Exercise prompt
Output every entry exactly as given.

== Extracted material

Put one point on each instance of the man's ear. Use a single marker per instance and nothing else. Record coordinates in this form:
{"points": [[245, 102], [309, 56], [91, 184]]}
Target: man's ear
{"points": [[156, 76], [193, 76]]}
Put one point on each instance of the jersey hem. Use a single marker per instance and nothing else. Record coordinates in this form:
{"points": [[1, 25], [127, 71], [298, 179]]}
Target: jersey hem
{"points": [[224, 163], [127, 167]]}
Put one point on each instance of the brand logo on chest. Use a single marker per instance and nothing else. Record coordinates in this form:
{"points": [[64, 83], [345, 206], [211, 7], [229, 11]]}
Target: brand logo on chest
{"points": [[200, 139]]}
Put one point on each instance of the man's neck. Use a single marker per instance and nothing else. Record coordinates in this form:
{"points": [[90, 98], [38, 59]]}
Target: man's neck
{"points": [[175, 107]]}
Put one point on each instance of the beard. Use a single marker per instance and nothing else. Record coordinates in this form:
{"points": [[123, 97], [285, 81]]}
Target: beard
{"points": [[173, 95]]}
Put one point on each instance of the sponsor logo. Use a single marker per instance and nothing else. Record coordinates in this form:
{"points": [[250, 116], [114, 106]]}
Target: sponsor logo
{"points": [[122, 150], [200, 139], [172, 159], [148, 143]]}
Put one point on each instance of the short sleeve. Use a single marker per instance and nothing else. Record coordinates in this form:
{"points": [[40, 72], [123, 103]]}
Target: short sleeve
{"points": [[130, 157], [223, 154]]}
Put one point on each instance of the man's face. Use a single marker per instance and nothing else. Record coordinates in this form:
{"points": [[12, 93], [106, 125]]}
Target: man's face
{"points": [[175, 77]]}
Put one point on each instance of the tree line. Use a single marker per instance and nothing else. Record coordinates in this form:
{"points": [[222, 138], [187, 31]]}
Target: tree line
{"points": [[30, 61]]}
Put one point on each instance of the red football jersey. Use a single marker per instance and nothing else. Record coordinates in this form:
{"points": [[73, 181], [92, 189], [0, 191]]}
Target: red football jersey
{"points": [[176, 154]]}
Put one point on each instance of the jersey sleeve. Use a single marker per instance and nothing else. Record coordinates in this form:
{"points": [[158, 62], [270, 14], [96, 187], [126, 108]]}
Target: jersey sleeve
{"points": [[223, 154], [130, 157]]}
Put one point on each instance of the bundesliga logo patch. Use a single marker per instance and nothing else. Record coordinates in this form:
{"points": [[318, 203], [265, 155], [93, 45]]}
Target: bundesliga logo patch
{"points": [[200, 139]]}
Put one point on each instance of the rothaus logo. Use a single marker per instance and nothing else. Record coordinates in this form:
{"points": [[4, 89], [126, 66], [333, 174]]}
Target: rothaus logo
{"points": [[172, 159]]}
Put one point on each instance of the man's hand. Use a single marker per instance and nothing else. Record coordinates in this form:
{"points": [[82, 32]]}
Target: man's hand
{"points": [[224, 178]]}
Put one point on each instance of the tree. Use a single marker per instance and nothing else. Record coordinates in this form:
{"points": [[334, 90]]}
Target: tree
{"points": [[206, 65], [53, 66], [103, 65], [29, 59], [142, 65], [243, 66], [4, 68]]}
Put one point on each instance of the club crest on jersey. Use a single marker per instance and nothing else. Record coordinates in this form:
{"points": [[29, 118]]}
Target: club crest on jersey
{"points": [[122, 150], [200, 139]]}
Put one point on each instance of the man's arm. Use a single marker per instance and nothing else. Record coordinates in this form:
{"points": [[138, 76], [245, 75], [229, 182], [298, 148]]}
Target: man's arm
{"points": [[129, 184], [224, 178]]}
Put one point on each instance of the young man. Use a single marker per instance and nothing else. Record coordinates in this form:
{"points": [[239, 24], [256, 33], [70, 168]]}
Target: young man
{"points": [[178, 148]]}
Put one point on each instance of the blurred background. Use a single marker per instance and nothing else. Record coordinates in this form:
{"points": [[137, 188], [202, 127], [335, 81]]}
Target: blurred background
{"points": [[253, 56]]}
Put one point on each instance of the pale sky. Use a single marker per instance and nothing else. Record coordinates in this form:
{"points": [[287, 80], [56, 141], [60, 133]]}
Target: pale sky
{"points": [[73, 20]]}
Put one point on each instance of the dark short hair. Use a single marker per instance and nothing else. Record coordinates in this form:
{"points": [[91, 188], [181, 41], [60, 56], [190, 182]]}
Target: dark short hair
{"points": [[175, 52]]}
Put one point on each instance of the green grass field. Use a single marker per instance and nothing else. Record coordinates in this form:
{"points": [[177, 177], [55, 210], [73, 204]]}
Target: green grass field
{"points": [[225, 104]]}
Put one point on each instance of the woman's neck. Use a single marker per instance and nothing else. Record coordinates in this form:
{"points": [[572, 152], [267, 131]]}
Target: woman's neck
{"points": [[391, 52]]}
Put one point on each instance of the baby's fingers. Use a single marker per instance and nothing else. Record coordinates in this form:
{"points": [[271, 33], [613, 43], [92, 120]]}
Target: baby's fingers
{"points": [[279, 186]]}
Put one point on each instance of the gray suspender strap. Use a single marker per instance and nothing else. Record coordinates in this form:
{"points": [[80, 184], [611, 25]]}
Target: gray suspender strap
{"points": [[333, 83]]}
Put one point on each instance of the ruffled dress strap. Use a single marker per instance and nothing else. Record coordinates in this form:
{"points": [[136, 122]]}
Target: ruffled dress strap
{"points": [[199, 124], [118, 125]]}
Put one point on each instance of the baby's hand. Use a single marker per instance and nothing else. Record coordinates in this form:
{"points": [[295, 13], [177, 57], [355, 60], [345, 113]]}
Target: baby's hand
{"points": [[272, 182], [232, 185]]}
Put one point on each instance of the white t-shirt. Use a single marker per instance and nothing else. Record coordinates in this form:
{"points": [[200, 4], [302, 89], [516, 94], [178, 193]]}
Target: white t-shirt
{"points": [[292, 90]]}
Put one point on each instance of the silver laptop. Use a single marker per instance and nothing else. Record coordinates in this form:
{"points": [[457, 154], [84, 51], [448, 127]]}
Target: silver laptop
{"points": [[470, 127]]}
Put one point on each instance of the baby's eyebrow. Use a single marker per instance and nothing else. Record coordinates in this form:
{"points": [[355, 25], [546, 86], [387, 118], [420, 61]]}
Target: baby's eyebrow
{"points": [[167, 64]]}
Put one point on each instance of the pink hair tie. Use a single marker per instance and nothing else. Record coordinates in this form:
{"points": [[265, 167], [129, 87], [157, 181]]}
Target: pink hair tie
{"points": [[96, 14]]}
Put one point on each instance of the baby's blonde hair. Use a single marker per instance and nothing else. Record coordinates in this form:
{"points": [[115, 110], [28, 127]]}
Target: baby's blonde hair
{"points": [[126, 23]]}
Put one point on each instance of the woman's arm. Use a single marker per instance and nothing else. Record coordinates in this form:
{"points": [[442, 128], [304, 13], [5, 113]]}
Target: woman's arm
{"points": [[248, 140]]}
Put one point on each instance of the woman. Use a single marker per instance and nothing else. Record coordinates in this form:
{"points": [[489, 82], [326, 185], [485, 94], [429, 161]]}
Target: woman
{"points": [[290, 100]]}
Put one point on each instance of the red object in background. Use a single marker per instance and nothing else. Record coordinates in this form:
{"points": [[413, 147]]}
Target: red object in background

====

Completed exercise
Put one point on each instance of the man's ear. Use a single marker per instance and nothing else. Record coordinates in this form:
{"points": [[245, 102], [309, 56], [91, 184]]}
Target: man's ear
{"points": [[156, 76], [193, 76]]}
Put one point on each instance of the jersey hem. Use a single marker per instance and nothing else. Record coordinates in this form:
{"points": [[1, 25], [127, 71], [298, 179]]}
Target: jersey hem
{"points": [[224, 163], [127, 167]]}
Put one point on each instance of the brand logo on chest. Use a single marker per instance and nothing else. Record coordinates in this form:
{"points": [[64, 83], [345, 206], [211, 7], [229, 11]]}
Target: brand logo on chest
{"points": [[200, 139]]}
Put one point on each instance of the man's neck. Use a single marker per instance and nothing else. Record coordinates in this form:
{"points": [[90, 98], [38, 59]]}
Target: man's neck
{"points": [[175, 107]]}
Put one point on each instance of the beard. Use a single marker per instance and nothing else. Record coordinates in this form:
{"points": [[123, 97], [285, 81]]}
Target: beard
{"points": [[173, 95]]}
Put one point on each instance of the sponsor logo. Use a single marker per instance and nothing else. Record coordinates in this form:
{"points": [[250, 116], [114, 106]]}
Target: sponsor logo
{"points": [[122, 150], [200, 139], [172, 159], [148, 143]]}
Put one point on each instance of the short sleeve. Use a single marker per instance and nothing else. Record coordinates in this form:
{"points": [[40, 72], [123, 103]]}
Target: short sleeve
{"points": [[130, 157], [223, 154]]}
Put one point on each instance of the man's face. Use a single marker per instance and nothing else. Record coordinates in this form:
{"points": [[12, 93], [106, 125]]}
Target: man's face
{"points": [[175, 77]]}
Put one point on each instance of the tree line. Use a single marker per instance and nothing else. Record coordinates in this form:
{"points": [[222, 138], [187, 31]]}
Target: tree line
{"points": [[30, 61]]}
Put one point on each instance of the red football jersey. Use a single marker per instance and nothing else. Record coordinates in this form:
{"points": [[73, 181], [92, 189], [0, 191]]}
Target: red football jersey
{"points": [[176, 154]]}
Put one point on each instance of the jersey sleeve. Use a single marker per instance and nothing else. Record coordinates in this form:
{"points": [[158, 62], [270, 14], [96, 187], [126, 108]]}
Target: jersey sleeve
{"points": [[223, 154], [130, 157]]}
Put one point on each instance of the bundesliga logo patch. Use a single marker per instance and nothing else. Record coordinates in this form:
{"points": [[318, 203], [265, 155], [93, 45]]}
Target: bundesliga logo patch
{"points": [[200, 139]]}
Put one point on each instance of the rothaus logo. Use a single marker per instance and nothing else. Record coordinates in this form:
{"points": [[4, 89], [126, 66], [333, 174]]}
Target: rothaus logo
{"points": [[172, 159]]}
Put one point on each instance of the man's hand. Use a single marker per instance and nothing else. Record coordinates in this form:
{"points": [[82, 32]]}
Target: man's hand
{"points": [[224, 178]]}
Put one point on each instance of the tree. Use a single marker per instance and nothing else. Record coordinates in this form:
{"points": [[334, 90]]}
Target: tree
{"points": [[206, 65], [53, 66], [103, 65], [29, 59], [142, 65], [243, 66], [4, 68]]}
Put one point on each instance of the club crest on jersey. Use a single marker per instance and nothing else. Record coordinates in this form:
{"points": [[29, 118]]}
Target: club crest on jersey
{"points": [[122, 150], [200, 139]]}
Put one point on each instance of the man's arm. Use a single marker per instance and nothing else. Record coordinates in this form:
{"points": [[138, 76], [245, 75], [229, 182], [298, 148]]}
Target: man's arm
{"points": [[129, 184], [224, 178]]}
Put one point on each instance of the young man. Use a single marker per instance and nothing else. Record coordinates in this form:
{"points": [[239, 24], [256, 33], [70, 168]]}
Target: young man
{"points": [[178, 148]]}
Put one point on each instance of the blurred background. Use a single marker per instance and nothing else. Record coordinates in this form:
{"points": [[137, 188], [202, 127], [335, 81]]}
Target: blurred background
{"points": [[253, 56]]}
Put one point on each instance of the pale sky. Use a single marker per instance and nothing else. Record coordinates in this form:
{"points": [[287, 80], [56, 141], [60, 133]]}
Target: pale sky
{"points": [[73, 20]]}
Put one point on each instance of the dark short hair. Use a single marker per instance and nothing else. Record coordinates in this form:
{"points": [[91, 188], [181, 41], [60, 56], [190, 182]]}
Target: dark short hair
{"points": [[175, 52]]}
Put one point on each instance of the green grass field. Use a single marker per instance and nothing else. Record coordinates in this form:
{"points": [[177, 177], [55, 210], [73, 204]]}
Target: green grass field
{"points": [[225, 104]]}
Put one point on each instance of the woman's neck. Use a single marker per instance and nothing else. Record coordinates in this form:
{"points": [[572, 152], [267, 131]]}
Target: woman's neck
{"points": [[391, 52]]}
Put one point on each instance of the baby's fingers. Use a single marker per instance and nothing else. Record coordinates in this form:
{"points": [[271, 33], [613, 43], [92, 120]]}
Target: baby's fingers
{"points": [[279, 186]]}
Put one point on each instance of the gray suspender strap. Use a single marker per instance and nothing else. Record coordinates in this form:
{"points": [[80, 184], [611, 25]]}
Target: gray suspender strap
{"points": [[333, 83]]}
Put one point on each instance of the ruffled dress strap. Use a single marker per instance and nothing else. Record coordinates in this form:
{"points": [[136, 122]]}
Target: ruffled dress strap
{"points": [[199, 124], [118, 125]]}
Put one point on each instance of the baby's hand. Use a single marker per instance and nothing else. Record coordinates in this form:
{"points": [[295, 13], [177, 57], [355, 60], [345, 113]]}
Target: baby's hand
{"points": [[272, 182], [232, 185]]}
Put one point on each instance of the white t-shirt. Use a single marker per instance and nothing else. Record coordinates in this form:
{"points": [[200, 4], [302, 89], [516, 94], [178, 193]]}
Target: white t-shirt
{"points": [[292, 90]]}
Put one point on each instance of the silver laptop. Use a single marker per instance and nothing else. Record coordinates in this form:
{"points": [[457, 154], [84, 51], [448, 127]]}
Target: silver laptop
{"points": [[470, 127]]}
Put one point on each instance of the baby's eyebrow. Use a single marker per instance and nothing else. Record coordinates in this form:
{"points": [[355, 25], [546, 86], [387, 118], [420, 61]]}
Target: baby's eyebrow
{"points": [[167, 64]]}
Put one point on each instance of the pink hair tie. Use a single marker per instance and nothing else. Record coordinates in this form:
{"points": [[265, 167], [129, 87], [157, 181]]}
Target: pink hair tie
{"points": [[96, 14]]}
Put one point on each instance of the baby's blonde hair. Use a single marker per instance and nothing else. Record coordinates in this form:
{"points": [[115, 110], [28, 127]]}
Target: baby's blonde hair
{"points": [[126, 23]]}
Put one point on each instance of the woman's arm. Use a single marker per instance and nothing else. Record coordinates in this form:
{"points": [[442, 128], [304, 13], [5, 113]]}
Target: woman's arm
{"points": [[248, 140]]}
Put one point on each instance of the woman. Use a single marker per instance and nothing else. Record coordinates in this form:
{"points": [[489, 82], [326, 185], [485, 94], [429, 161]]}
Target: woman
{"points": [[290, 100]]}
Put one point on each instance of the red object in background. Use a single marker per instance and nothing else. Record coordinates in this form:
{"points": [[413, 147]]}
Target: red object in background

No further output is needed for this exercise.